STATED TASK:
Emit the line that holds "Target: teeth" and all lines following it through the end of the data, verbatim, and nothing else.

■ ■ ■

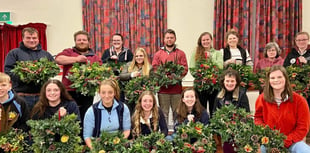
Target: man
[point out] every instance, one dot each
(80, 53)
(170, 96)
(300, 54)
(29, 50)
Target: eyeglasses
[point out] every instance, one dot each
(301, 40)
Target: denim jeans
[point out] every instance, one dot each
(298, 147)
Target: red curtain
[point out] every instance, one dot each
(10, 36)
(142, 23)
(232, 14)
(277, 21)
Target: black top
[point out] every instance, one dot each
(70, 106)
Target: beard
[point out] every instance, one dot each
(82, 49)
(172, 45)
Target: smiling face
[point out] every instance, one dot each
(277, 80)
(189, 98)
(232, 41)
(107, 95)
(230, 83)
(271, 53)
(31, 40)
(147, 103)
(117, 42)
(139, 57)
(206, 41)
(81, 43)
(302, 41)
(52, 92)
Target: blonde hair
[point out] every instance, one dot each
(4, 77)
(113, 83)
(136, 131)
(146, 63)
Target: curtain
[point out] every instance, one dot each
(232, 14)
(10, 36)
(277, 21)
(142, 23)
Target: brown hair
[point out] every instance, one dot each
(113, 83)
(146, 63)
(230, 73)
(136, 131)
(232, 32)
(42, 104)
(271, 45)
(182, 108)
(81, 32)
(200, 49)
(30, 30)
(268, 90)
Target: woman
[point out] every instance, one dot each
(233, 52)
(109, 114)
(117, 52)
(54, 98)
(147, 116)
(281, 108)
(140, 65)
(272, 56)
(205, 51)
(231, 92)
(190, 109)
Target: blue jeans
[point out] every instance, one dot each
(298, 147)
(31, 101)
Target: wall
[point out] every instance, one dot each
(63, 18)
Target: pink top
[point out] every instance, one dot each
(265, 63)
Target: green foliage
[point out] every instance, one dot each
(37, 72)
(237, 126)
(13, 141)
(194, 137)
(169, 73)
(246, 74)
(110, 142)
(86, 78)
(139, 84)
(155, 142)
(206, 76)
(56, 136)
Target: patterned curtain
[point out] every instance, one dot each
(277, 21)
(232, 14)
(142, 23)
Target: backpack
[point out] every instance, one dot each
(97, 115)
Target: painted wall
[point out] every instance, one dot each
(189, 18)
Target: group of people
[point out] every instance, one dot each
(278, 106)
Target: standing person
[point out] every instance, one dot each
(233, 52)
(205, 51)
(170, 96)
(272, 57)
(190, 109)
(139, 66)
(231, 92)
(29, 50)
(300, 54)
(80, 53)
(54, 98)
(117, 52)
(281, 108)
(109, 114)
(13, 109)
(147, 117)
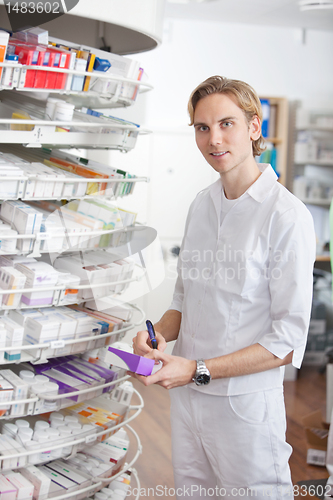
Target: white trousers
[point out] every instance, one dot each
(230, 446)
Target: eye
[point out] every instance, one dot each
(201, 128)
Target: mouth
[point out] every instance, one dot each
(218, 154)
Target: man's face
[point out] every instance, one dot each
(223, 134)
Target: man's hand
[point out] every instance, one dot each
(142, 344)
(176, 371)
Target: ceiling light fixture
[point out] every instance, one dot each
(315, 4)
(189, 1)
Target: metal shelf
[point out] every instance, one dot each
(86, 440)
(60, 344)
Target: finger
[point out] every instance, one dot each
(158, 355)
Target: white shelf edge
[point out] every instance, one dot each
(137, 409)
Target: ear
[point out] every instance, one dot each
(255, 128)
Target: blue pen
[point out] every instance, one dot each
(151, 332)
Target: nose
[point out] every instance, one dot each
(215, 136)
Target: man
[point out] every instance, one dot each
(240, 310)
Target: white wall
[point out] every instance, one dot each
(273, 60)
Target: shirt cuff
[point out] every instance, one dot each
(280, 349)
(177, 304)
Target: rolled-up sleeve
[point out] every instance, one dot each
(292, 256)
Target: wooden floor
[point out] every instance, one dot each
(154, 467)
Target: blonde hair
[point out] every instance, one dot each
(246, 98)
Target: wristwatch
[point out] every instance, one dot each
(202, 374)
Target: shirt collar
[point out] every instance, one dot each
(260, 188)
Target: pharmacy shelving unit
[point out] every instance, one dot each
(279, 139)
(127, 28)
(312, 171)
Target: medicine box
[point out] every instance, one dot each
(39, 480)
(23, 486)
(14, 338)
(7, 490)
(11, 279)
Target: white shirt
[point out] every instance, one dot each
(246, 281)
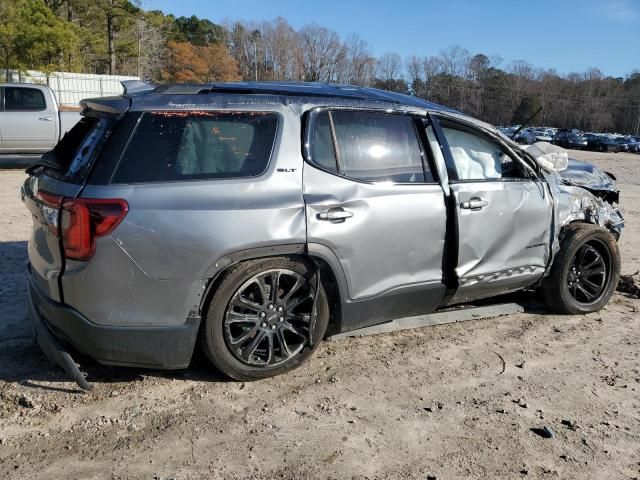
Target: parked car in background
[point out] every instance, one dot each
(253, 219)
(525, 137)
(30, 120)
(543, 135)
(604, 143)
(569, 140)
(625, 144)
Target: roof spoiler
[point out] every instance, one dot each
(136, 86)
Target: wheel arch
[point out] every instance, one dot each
(331, 273)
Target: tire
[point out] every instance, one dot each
(245, 292)
(563, 291)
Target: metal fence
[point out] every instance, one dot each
(70, 88)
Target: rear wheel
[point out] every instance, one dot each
(585, 271)
(259, 321)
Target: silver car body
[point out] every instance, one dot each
(404, 249)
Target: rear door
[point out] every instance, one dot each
(503, 214)
(28, 123)
(373, 203)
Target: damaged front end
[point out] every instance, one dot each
(582, 192)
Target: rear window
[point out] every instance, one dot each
(175, 146)
(79, 147)
(23, 100)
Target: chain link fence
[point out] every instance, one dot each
(70, 88)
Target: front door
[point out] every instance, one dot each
(373, 203)
(504, 216)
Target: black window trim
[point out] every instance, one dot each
(307, 144)
(4, 101)
(274, 148)
(452, 171)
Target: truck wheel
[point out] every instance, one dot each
(258, 321)
(585, 271)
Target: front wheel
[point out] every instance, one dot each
(260, 319)
(585, 271)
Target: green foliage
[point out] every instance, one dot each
(33, 37)
(527, 108)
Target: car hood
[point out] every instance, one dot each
(573, 172)
(586, 175)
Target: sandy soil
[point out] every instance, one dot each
(429, 403)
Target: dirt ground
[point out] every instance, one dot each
(429, 403)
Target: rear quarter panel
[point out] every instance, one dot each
(166, 248)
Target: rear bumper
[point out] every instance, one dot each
(57, 324)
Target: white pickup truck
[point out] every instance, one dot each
(30, 121)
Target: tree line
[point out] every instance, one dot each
(120, 37)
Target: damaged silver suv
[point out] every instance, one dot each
(256, 218)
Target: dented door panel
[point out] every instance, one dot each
(504, 232)
(393, 237)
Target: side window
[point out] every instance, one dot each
(323, 152)
(478, 158)
(370, 146)
(174, 146)
(23, 100)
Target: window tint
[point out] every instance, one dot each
(323, 151)
(477, 158)
(23, 99)
(172, 146)
(371, 146)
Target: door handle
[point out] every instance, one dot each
(475, 203)
(335, 215)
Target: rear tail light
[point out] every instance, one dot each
(84, 219)
(79, 221)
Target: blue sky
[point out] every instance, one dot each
(568, 35)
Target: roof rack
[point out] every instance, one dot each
(297, 89)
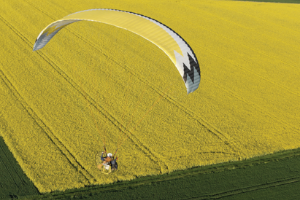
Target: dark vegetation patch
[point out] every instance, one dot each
(275, 176)
(13, 182)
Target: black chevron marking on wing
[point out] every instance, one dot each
(193, 65)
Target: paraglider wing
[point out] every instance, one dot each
(162, 36)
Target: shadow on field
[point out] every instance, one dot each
(13, 182)
(274, 1)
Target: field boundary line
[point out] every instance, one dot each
(94, 190)
(250, 188)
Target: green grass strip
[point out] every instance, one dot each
(13, 182)
(265, 177)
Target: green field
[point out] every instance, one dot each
(269, 177)
(13, 182)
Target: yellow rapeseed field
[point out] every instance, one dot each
(94, 83)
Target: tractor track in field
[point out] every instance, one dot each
(55, 140)
(92, 102)
(218, 133)
(71, 159)
(249, 189)
(97, 190)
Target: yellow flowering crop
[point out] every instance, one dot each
(94, 84)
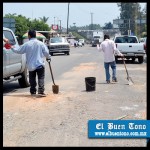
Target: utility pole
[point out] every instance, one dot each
(91, 21)
(68, 17)
(129, 31)
(54, 20)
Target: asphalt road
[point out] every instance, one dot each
(61, 119)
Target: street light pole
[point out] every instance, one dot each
(68, 18)
(91, 21)
(54, 20)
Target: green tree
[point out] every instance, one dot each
(129, 13)
(108, 25)
(44, 19)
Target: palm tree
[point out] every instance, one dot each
(44, 19)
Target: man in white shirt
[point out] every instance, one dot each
(35, 51)
(109, 49)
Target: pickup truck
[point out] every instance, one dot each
(130, 47)
(14, 65)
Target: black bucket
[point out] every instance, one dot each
(90, 83)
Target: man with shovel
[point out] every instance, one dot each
(35, 51)
(109, 48)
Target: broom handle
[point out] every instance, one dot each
(51, 73)
(125, 66)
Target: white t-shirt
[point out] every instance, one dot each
(109, 48)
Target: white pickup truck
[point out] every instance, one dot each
(130, 47)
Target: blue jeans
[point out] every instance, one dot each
(113, 67)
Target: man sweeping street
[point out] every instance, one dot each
(35, 51)
(109, 49)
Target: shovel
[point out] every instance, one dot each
(55, 87)
(130, 81)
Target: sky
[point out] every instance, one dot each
(80, 14)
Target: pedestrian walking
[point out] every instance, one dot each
(109, 49)
(35, 51)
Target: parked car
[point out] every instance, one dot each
(130, 47)
(59, 45)
(14, 65)
(142, 40)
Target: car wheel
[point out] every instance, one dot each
(24, 80)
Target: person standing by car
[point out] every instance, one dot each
(109, 48)
(35, 51)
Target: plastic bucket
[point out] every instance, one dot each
(90, 83)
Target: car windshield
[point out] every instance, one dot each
(126, 40)
(56, 40)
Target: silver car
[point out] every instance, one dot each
(14, 65)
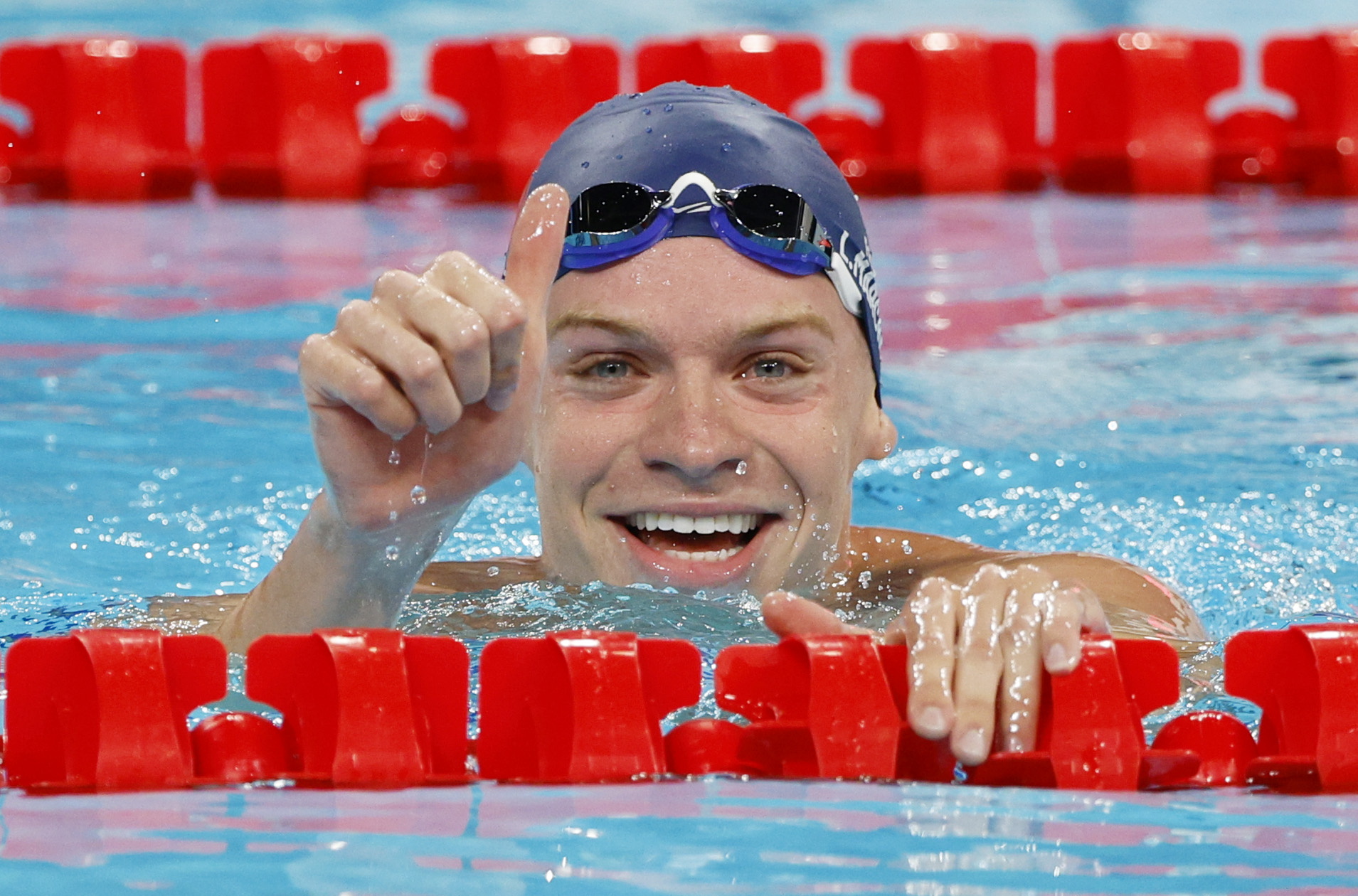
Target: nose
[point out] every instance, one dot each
(694, 432)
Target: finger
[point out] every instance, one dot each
(458, 333)
(980, 664)
(930, 629)
(500, 310)
(1093, 617)
(1061, 630)
(1020, 687)
(536, 246)
(412, 364)
(334, 376)
(787, 614)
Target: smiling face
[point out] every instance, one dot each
(701, 421)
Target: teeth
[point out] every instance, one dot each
(736, 523)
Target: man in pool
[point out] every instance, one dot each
(693, 412)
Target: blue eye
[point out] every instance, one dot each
(770, 368)
(610, 370)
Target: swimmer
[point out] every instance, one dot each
(686, 351)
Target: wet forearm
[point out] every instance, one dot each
(334, 576)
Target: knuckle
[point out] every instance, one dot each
(354, 313)
(368, 386)
(981, 651)
(472, 337)
(424, 367)
(509, 313)
(312, 348)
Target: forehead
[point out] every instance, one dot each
(700, 288)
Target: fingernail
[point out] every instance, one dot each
(932, 722)
(499, 400)
(1057, 657)
(972, 747)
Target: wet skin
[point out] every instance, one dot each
(691, 418)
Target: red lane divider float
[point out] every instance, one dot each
(1320, 74)
(518, 94)
(1132, 110)
(958, 112)
(107, 119)
(107, 709)
(280, 116)
(580, 706)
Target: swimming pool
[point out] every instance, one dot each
(1167, 380)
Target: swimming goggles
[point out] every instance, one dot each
(770, 224)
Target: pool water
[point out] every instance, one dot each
(1172, 382)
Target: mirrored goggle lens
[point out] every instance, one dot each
(770, 210)
(614, 208)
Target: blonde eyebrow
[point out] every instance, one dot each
(576, 319)
(580, 319)
(807, 318)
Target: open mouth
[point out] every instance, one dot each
(694, 538)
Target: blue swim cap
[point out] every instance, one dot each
(657, 137)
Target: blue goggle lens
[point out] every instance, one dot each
(770, 218)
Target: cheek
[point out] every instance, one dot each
(572, 451)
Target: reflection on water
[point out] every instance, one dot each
(1169, 382)
(712, 836)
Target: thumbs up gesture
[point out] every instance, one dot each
(423, 394)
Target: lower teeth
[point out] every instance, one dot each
(711, 557)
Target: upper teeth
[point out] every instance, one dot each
(735, 523)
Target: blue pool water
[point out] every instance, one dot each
(1172, 382)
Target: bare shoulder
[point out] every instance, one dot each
(460, 577)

■ ■ ■

EXERCISE SOLUTION:
Target: teeth
[point out] every instance, one dot each
(736, 523)
Target: man in pool
[point out] every instance, one dot each
(693, 412)
Target: blue eye
[point out] every instance, one dot each
(770, 368)
(610, 370)
Target: swimmer
[point out] every instance, one dot each
(686, 351)
Target: wet forearm
[point out] every instance, one dot each
(334, 576)
Target: knuckle
[point out] every instance, one dot each
(354, 313)
(368, 386)
(981, 651)
(472, 337)
(424, 367)
(509, 313)
(312, 348)
Target: forehead
[point out] every instance, one dot each
(700, 288)
Target: fingernail
[point out] every instance, one dot each
(932, 722)
(499, 400)
(1057, 657)
(972, 747)
Target: wet skin
[point out] every instance, one dot each
(691, 418)
Target: red lane divider float
[point out] every instance, one dot each
(1320, 74)
(518, 94)
(1132, 110)
(958, 112)
(107, 119)
(107, 709)
(280, 116)
(580, 706)
Target: swimming pool
[point out] every instance, one dot each
(1167, 380)
Target: swimming goggles
[point out] every instance, one dot each
(770, 224)
Target: pool water
[point out] every instance, one dot each
(1172, 382)
Target: mirrored goggle lens
[point out] every instance, one dot each
(770, 210)
(614, 208)
Target: blonde eyebrow
[point out] every instance, one dot each
(576, 319)
(580, 319)
(807, 318)
Target: open mouth
[point out] every instance, one dot each
(694, 538)
Target: blue swim cap
[point out] every instance, one dot each
(657, 137)
Target: blue goggle lens
[point out] every instance, one dot each
(770, 218)
Target: cheek
[point out] every instance, one dot each
(572, 451)
Target: reflection on water
[point out] every instance, one dot each
(1169, 382)
(712, 836)
Target: thumbs up gesture
[point out] every instance, one dot each
(423, 394)
Target: lower teeth
[point out] every instance, one dot each
(711, 557)
Target: upper teeth
[point out] every instance, one dot each
(735, 523)
Target: blue pool water
[point out] every instance, one dot each
(1172, 382)
Target: bare shoulder
[point out] every instance, one dot each
(460, 577)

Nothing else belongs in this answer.